# [THE EXERCISE]
Extend the passage on leaders showing employees they are valued, picking up right after its final sentence.

# [READING TEXT]
— begin —

Employees read acceptance from their leaders. They look to the smile on your face when you interact with them. The smile conveys that they are appreciated and that they matter to you. The absence of some form of positive affirmation can easily be read as rejection, disinterest, or bad intent. This is what makes the ‘meet and greet’ aspect of leadership so important.
Expressing an interest in employees, both professionally and personally, conveys that you care. People always light up when someone higher up asks them about their job. The simplest question, like, “how is it going?” can really make someone’s day. The sense is that they matter if the boss asks. And if they matter, then they are more likely to give a damn about the work and the company.
A critical piece to the process is that people believe they are wanted, and that they are not being rejected. Fears of rejection haunt even the most stable and solid personalities. Peoples’ brains are wired to look for rejection since avoiding it (developmentally) was a survival skill.

— end —

# [GIVEN DATA]
— begin —

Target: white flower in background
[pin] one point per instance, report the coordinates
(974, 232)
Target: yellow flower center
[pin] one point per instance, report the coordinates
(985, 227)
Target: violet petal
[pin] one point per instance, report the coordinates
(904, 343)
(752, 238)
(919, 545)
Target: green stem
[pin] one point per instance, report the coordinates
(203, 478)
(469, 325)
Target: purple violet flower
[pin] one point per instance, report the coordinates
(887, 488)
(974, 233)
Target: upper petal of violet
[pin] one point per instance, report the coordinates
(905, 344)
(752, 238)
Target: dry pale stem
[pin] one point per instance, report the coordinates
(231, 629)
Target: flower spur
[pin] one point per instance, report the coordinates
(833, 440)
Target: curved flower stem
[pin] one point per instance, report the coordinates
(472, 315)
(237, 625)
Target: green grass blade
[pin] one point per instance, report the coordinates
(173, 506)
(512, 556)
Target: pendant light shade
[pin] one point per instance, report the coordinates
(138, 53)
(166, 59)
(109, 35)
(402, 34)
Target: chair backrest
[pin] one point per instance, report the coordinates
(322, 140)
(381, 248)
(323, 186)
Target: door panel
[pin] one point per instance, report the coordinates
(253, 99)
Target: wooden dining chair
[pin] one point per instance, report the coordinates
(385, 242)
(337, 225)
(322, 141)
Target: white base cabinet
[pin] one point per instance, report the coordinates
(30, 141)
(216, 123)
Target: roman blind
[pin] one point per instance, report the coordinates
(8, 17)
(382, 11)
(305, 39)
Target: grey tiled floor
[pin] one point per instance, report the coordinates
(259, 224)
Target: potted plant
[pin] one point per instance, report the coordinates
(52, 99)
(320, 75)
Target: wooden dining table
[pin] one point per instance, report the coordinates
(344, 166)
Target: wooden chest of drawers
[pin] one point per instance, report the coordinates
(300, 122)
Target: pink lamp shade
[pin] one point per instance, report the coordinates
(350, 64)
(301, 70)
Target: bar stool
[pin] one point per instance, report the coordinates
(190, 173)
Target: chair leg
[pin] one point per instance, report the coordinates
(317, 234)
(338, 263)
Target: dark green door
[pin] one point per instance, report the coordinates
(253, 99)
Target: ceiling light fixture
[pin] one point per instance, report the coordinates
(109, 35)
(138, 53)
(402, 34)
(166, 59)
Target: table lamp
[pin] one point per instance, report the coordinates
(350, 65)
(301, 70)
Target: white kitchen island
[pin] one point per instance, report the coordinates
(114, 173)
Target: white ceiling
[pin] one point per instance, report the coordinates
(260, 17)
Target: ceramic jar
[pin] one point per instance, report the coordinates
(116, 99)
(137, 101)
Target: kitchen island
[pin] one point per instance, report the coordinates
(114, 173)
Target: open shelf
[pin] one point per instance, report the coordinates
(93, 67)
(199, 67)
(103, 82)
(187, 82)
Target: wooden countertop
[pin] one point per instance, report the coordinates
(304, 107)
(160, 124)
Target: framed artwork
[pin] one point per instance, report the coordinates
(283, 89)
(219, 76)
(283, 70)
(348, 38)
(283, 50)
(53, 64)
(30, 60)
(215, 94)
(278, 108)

— end —

# [REPLY]
Personal affirmations are incredibly powerful. People remember if their boss noticed and mentioned something they did well. It builds connection and loyalty to the mission.
Remember, as a leader, you want to leave nothing about acceptance/rejection to the imagination of the employee. Some are too prone to expecting rejection or disapproval. You must counter this actively through your interaction (and workplace programs) to build a solid foundation of trust and good will.
People ultimately work for you, not just the mission of the organization. Your personal acceptance makes all the difference.